WHAT THE TASK ASKS => How many lines of the listing below contain the string "ceiling"? Reply with the number alone.

RECORDS FOR THE TASK =>

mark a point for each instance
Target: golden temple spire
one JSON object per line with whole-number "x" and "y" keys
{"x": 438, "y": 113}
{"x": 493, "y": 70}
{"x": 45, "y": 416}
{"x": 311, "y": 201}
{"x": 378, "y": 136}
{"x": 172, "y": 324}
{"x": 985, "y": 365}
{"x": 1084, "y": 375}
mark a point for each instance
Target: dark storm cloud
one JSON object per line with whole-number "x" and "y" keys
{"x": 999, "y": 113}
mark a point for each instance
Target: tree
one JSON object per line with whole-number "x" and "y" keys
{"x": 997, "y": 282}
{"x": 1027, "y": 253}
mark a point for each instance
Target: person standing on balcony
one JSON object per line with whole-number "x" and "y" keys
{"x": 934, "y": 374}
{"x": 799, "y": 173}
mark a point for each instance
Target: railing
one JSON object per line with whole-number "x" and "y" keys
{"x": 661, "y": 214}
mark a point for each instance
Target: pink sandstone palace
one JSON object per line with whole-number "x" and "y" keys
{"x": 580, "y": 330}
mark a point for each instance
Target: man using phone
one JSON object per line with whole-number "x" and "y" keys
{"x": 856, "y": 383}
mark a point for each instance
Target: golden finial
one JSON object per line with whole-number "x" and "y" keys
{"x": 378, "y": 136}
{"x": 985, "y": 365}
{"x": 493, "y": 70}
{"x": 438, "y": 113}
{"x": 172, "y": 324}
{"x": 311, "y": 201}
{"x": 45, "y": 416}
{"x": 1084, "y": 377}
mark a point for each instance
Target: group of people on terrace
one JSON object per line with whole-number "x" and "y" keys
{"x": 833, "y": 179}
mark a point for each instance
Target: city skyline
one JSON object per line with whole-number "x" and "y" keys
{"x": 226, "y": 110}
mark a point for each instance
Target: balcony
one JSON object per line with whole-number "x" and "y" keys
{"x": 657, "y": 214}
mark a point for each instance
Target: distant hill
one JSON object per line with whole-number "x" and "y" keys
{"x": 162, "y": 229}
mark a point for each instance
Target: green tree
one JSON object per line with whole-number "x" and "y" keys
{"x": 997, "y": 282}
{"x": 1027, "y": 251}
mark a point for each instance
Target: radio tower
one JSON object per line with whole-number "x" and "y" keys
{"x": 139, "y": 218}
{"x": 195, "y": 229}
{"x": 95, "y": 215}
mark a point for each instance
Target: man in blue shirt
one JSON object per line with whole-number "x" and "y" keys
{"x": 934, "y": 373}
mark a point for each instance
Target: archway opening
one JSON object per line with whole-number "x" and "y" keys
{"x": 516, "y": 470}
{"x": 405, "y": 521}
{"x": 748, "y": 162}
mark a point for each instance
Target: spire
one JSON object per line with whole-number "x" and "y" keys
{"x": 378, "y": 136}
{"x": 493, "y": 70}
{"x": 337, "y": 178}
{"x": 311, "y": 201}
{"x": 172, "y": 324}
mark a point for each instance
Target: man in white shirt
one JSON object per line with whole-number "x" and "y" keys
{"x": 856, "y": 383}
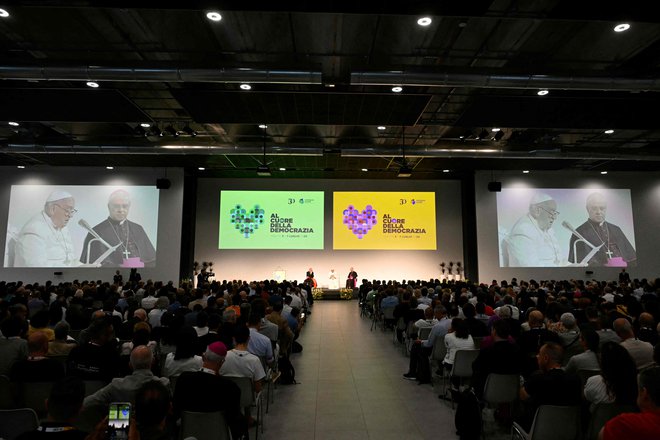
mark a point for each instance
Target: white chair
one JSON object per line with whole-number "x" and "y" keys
{"x": 14, "y": 422}
{"x": 552, "y": 423}
{"x": 204, "y": 426}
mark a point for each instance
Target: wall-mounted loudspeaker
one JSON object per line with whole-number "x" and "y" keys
{"x": 494, "y": 186}
{"x": 163, "y": 183}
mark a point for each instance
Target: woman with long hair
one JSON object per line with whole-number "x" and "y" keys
{"x": 617, "y": 382}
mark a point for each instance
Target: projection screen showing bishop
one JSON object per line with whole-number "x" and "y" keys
{"x": 271, "y": 220}
{"x": 81, "y": 226}
{"x": 542, "y": 227}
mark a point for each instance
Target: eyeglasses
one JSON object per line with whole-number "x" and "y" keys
{"x": 553, "y": 213}
{"x": 70, "y": 212}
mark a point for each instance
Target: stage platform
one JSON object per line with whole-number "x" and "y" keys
{"x": 331, "y": 294}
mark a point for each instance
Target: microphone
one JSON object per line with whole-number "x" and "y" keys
{"x": 86, "y": 225}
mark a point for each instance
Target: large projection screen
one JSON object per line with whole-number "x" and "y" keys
{"x": 384, "y": 220}
{"x": 82, "y": 226}
{"x": 546, "y": 227}
{"x": 271, "y": 220}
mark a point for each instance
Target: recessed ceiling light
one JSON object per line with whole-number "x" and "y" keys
{"x": 621, "y": 27}
{"x": 214, "y": 16}
{"x": 424, "y": 21}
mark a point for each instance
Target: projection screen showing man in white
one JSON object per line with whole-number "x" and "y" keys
{"x": 536, "y": 227}
{"x": 50, "y": 226}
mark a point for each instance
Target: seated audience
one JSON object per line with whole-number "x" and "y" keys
{"x": 617, "y": 382}
{"x": 63, "y": 405}
{"x": 37, "y": 367}
{"x": 639, "y": 426}
{"x": 219, "y": 393}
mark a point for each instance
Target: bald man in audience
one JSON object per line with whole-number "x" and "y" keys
{"x": 640, "y": 351}
{"x": 123, "y": 389}
{"x": 37, "y": 367}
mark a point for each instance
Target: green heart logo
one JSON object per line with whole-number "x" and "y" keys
{"x": 246, "y": 222}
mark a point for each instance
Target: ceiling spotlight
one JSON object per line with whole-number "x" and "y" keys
{"x": 140, "y": 131}
{"x": 424, "y": 21}
{"x": 263, "y": 170}
{"x": 404, "y": 171}
{"x": 214, "y": 16}
{"x": 171, "y": 131}
{"x": 621, "y": 27}
{"x": 156, "y": 131}
{"x": 189, "y": 131}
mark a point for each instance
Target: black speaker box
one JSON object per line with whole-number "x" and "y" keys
{"x": 494, "y": 186}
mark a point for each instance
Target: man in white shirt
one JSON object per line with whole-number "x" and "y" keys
{"x": 240, "y": 362}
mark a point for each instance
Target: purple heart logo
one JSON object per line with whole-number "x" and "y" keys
{"x": 360, "y": 223}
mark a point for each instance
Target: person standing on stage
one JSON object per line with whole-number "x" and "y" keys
{"x": 45, "y": 240}
{"x": 351, "y": 280}
{"x": 117, "y": 229}
{"x": 615, "y": 245}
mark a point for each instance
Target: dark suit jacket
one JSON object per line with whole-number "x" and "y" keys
{"x": 204, "y": 392}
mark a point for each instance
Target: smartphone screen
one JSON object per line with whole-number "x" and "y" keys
{"x": 118, "y": 419}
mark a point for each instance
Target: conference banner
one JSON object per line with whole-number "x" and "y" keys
{"x": 384, "y": 220}
{"x": 271, "y": 220}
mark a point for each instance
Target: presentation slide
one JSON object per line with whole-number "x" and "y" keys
{"x": 384, "y": 220}
{"x": 543, "y": 227}
{"x": 271, "y": 220}
{"x": 82, "y": 225}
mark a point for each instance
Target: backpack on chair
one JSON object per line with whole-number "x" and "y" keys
{"x": 468, "y": 416}
{"x": 287, "y": 372}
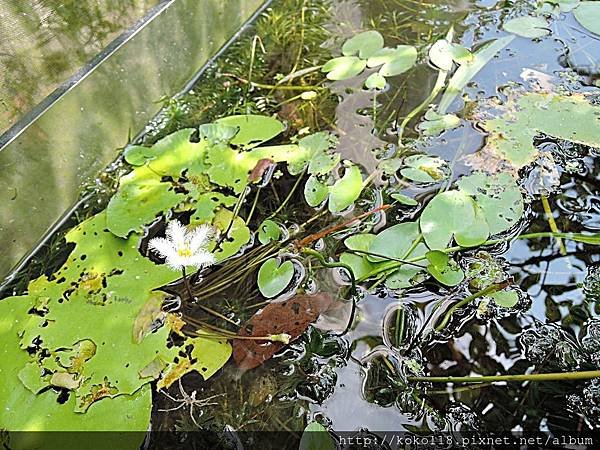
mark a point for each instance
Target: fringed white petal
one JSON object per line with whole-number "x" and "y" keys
{"x": 176, "y": 233}
{"x": 200, "y": 237}
{"x": 202, "y": 259}
{"x": 163, "y": 247}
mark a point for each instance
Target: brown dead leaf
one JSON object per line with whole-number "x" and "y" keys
{"x": 292, "y": 316}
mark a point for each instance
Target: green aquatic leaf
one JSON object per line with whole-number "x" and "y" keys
{"x": 207, "y": 204}
{"x": 434, "y": 123}
{"x": 268, "y": 231}
{"x": 360, "y": 265}
{"x": 440, "y": 55}
{"x": 465, "y": 73}
{"x": 443, "y": 269}
{"x": 394, "y": 61}
{"x": 423, "y": 168}
{"x": 207, "y": 356}
{"x": 360, "y": 241}
{"x": 238, "y": 235}
{"x": 404, "y": 199}
{"x": 217, "y": 133}
{"x": 588, "y": 15}
{"x": 273, "y": 278}
{"x": 252, "y": 129}
{"x": 498, "y": 196}
{"x": 528, "y": 27}
{"x": 316, "y": 437}
{"x": 506, "y": 299}
{"x": 363, "y": 44}
{"x": 572, "y": 118}
{"x": 344, "y": 67}
{"x": 315, "y": 154}
{"x": 397, "y": 242}
{"x": 315, "y": 192}
{"x": 375, "y": 81}
{"x": 140, "y": 198}
{"x": 453, "y": 214}
{"x": 346, "y": 190}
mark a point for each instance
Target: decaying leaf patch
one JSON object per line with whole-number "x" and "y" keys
{"x": 292, "y": 316}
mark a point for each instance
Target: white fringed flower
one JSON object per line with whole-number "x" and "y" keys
{"x": 182, "y": 248}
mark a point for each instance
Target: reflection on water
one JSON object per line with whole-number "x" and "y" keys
{"x": 44, "y": 42}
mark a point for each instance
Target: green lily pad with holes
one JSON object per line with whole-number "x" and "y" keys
{"x": 361, "y": 241}
{"x": 434, "y": 123}
{"x": 207, "y": 205}
{"x": 274, "y": 277}
{"x": 253, "y": 129}
{"x": 360, "y": 265}
{"x": 498, "y": 196}
{"x": 453, "y": 214}
{"x": 344, "y": 67}
{"x": 315, "y": 154}
{"x": 588, "y": 15}
{"x": 346, "y": 190}
{"x": 572, "y": 118}
{"x": 443, "y": 269}
{"x": 316, "y": 437}
{"x": 364, "y": 44}
{"x": 237, "y": 237}
{"x": 315, "y": 192}
{"x": 394, "y": 61}
{"x": 140, "y": 198}
{"x": 528, "y": 26}
{"x": 424, "y": 169}
{"x": 268, "y": 231}
{"x": 506, "y": 299}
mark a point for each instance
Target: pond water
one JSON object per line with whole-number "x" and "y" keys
{"x": 529, "y": 298}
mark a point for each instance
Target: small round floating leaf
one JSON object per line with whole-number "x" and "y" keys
{"x": 346, "y": 190}
{"x": 316, "y": 437}
{"x": 344, "y": 67}
{"x": 315, "y": 192}
{"x": 268, "y": 231}
{"x": 375, "y": 81}
{"x": 588, "y": 15}
{"x": 364, "y": 44}
{"x": 506, "y": 299}
{"x": 440, "y": 55}
{"x": 394, "y": 61}
{"x": 528, "y": 27}
{"x": 274, "y": 278}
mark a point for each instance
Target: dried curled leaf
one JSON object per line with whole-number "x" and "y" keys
{"x": 292, "y": 316}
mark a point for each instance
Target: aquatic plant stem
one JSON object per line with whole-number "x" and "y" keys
{"x": 559, "y": 376}
{"x": 552, "y": 224}
{"x": 285, "y": 87}
{"x": 465, "y": 301}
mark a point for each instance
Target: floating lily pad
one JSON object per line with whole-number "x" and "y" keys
{"x": 363, "y": 44}
{"x": 273, "y": 278}
{"x": 394, "y": 61}
{"x": 346, "y": 190}
{"x": 268, "y": 231}
{"x": 528, "y": 26}
{"x": 344, "y": 67}
{"x": 252, "y": 129}
{"x": 375, "y": 81}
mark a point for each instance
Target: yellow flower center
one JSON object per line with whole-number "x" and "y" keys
{"x": 184, "y": 252}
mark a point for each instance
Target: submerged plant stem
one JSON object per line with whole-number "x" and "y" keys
{"x": 559, "y": 376}
{"x": 552, "y": 224}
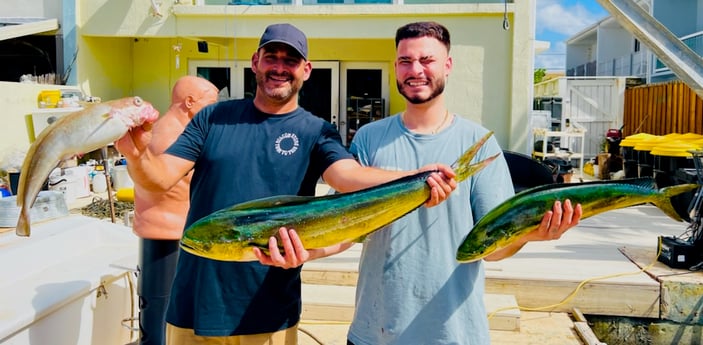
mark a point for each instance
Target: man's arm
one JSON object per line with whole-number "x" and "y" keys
{"x": 154, "y": 172}
{"x": 554, "y": 224}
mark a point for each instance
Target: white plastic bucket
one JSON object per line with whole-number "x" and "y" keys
{"x": 120, "y": 177}
{"x": 73, "y": 183}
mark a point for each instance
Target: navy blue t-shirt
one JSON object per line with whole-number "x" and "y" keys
{"x": 242, "y": 154}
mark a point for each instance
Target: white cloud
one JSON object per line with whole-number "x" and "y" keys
{"x": 563, "y": 20}
{"x": 557, "y": 21}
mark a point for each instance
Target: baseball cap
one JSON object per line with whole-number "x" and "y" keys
{"x": 288, "y": 34}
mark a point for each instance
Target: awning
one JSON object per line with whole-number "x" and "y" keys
{"x": 18, "y": 27}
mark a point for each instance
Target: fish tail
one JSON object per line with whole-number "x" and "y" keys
{"x": 22, "y": 228}
{"x": 462, "y": 166}
{"x": 663, "y": 201}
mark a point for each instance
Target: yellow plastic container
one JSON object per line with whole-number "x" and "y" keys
{"x": 48, "y": 98}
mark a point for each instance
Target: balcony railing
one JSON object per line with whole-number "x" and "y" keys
{"x": 693, "y": 41}
{"x": 586, "y": 70}
{"x": 632, "y": 65}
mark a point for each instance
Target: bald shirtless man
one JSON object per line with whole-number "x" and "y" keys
{"x": 159, "y": 218}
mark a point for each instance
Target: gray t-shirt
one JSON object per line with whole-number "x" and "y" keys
{"x": 411, "y": 289}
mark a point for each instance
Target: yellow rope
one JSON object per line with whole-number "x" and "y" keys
{"x": 578, "y": 288}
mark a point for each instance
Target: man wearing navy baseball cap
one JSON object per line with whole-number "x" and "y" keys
{"x": 240, "y": 150}
{"x": 287, "y": 34}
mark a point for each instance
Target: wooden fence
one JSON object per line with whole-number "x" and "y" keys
{"x": 661, "y": 109}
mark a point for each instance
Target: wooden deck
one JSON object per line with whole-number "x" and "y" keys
{"x": 595, "y": 267}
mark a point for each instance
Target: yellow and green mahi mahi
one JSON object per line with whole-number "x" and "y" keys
{"x": 229, "y": 234}
{"x": 523, "y": 212}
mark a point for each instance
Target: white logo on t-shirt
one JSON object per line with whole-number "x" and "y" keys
{"x": 287, "y": 144}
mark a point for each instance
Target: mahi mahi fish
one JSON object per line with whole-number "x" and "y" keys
{"x": 76, "y": 133}
{"x": 523, "y": 212}
{"x": 229, "y": 234}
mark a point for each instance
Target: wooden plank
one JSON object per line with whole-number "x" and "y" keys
{"x": 598, "y": 298}
{"x": 586, "y": 333}
{"x": 675, "y": 333}
{"x": 503, "y": 312}
{"x": 539, "y": 328}
{"x": 336, "y": 303}
{"x": 329, "y": 277}
{"x": 681, "y": 291}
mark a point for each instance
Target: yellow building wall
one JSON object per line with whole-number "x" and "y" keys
{"x": 127, "y": 49}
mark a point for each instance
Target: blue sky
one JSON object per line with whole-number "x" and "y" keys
{"x": 557, "y": 21}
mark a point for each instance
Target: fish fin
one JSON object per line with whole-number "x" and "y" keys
{"x": 463, "y": 167}
{"x": 664, "y": 201}
{"x": 645, "y": 182}
{"x": 272, "y": 201}
{"x": 361, "y": 239}
{"x": 22, "y": 228}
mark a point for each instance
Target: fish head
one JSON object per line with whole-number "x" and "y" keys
{"x": 133, "y": 111}
{"x": 216, "y": 242}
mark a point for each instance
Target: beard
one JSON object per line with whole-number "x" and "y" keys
{"x": 282, "y": 93}
{"x": 437, "y": 89}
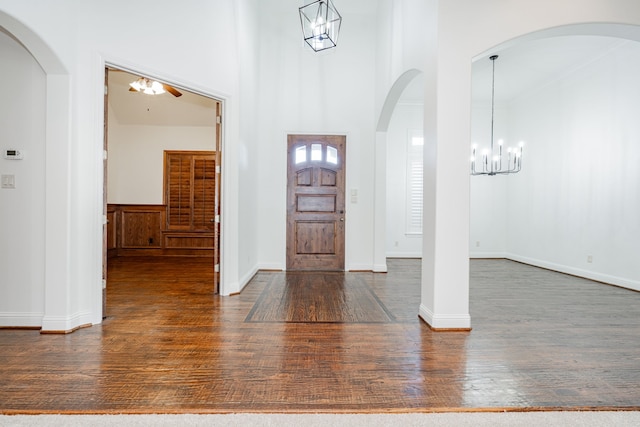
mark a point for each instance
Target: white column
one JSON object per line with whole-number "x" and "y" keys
{"x": 380, "y": 204}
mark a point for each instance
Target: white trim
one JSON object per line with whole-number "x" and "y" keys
{"x": 66, "y": 323}
{"x": 380, "y": 268}
{"x": 404, "y": 255}
{"x": 271, "y": 266}
{"x": 359, "y": 267}
{"x": 488, "y": 255}
{"x": 444, "y": 321}
{"x": 592, "y": 275}
{"x": 244, "y": 280}
{"x": 28, "y": 320}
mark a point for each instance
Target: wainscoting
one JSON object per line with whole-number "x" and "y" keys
{"x": 141, "y": 230}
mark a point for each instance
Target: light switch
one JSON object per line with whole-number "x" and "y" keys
{"x": 8, "y": 181}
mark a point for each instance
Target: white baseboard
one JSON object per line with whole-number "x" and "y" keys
{"x": 26, "y": 320}
{"x": 271, "y": 266}
{"x": 359, "y": 267}
{"x": 592, "y": 275}
{"x": 380, "y": 268}
{"x": 66, "y": 323}
{"x": 244, "y": 280}
{"x": 478, "y": 254}
{"x": 404, "y": 255}
{"x": 445, "y": 321}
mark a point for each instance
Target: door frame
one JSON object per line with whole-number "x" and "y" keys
{"x": 340, "y": 208}
{"x": 219, "y": 143}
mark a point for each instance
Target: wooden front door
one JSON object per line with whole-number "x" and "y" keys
{"x": 315, "y": 202}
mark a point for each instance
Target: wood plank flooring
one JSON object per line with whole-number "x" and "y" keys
{"x": 540, "y": 340}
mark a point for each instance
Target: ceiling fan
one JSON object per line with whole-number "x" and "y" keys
{"x": 152, "y": 87}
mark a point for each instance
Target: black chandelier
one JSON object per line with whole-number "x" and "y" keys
{"x": 320, "y": 24}
{"x": 492, "y": 162}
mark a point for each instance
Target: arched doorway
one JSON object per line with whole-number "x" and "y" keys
{"x": 52, "y": 251}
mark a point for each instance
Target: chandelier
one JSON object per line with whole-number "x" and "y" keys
{"x": 320, "y": 24}
{"x": 144, "y": 85}
{"x": 496, "y": 163}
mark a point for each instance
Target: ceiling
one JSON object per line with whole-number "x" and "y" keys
{"x": 528, "y": 66}
{"x": 520, "y": 69}
{"x": 136, "y": 108}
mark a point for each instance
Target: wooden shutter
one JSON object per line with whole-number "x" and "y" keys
{"x": 204, "y": 192}
{"x": 190, "y": 190}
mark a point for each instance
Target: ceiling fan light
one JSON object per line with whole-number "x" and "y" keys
{"x": 157, "y": 88}
{"x": 137, "y": 85}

RESULT OF THE TASK => 5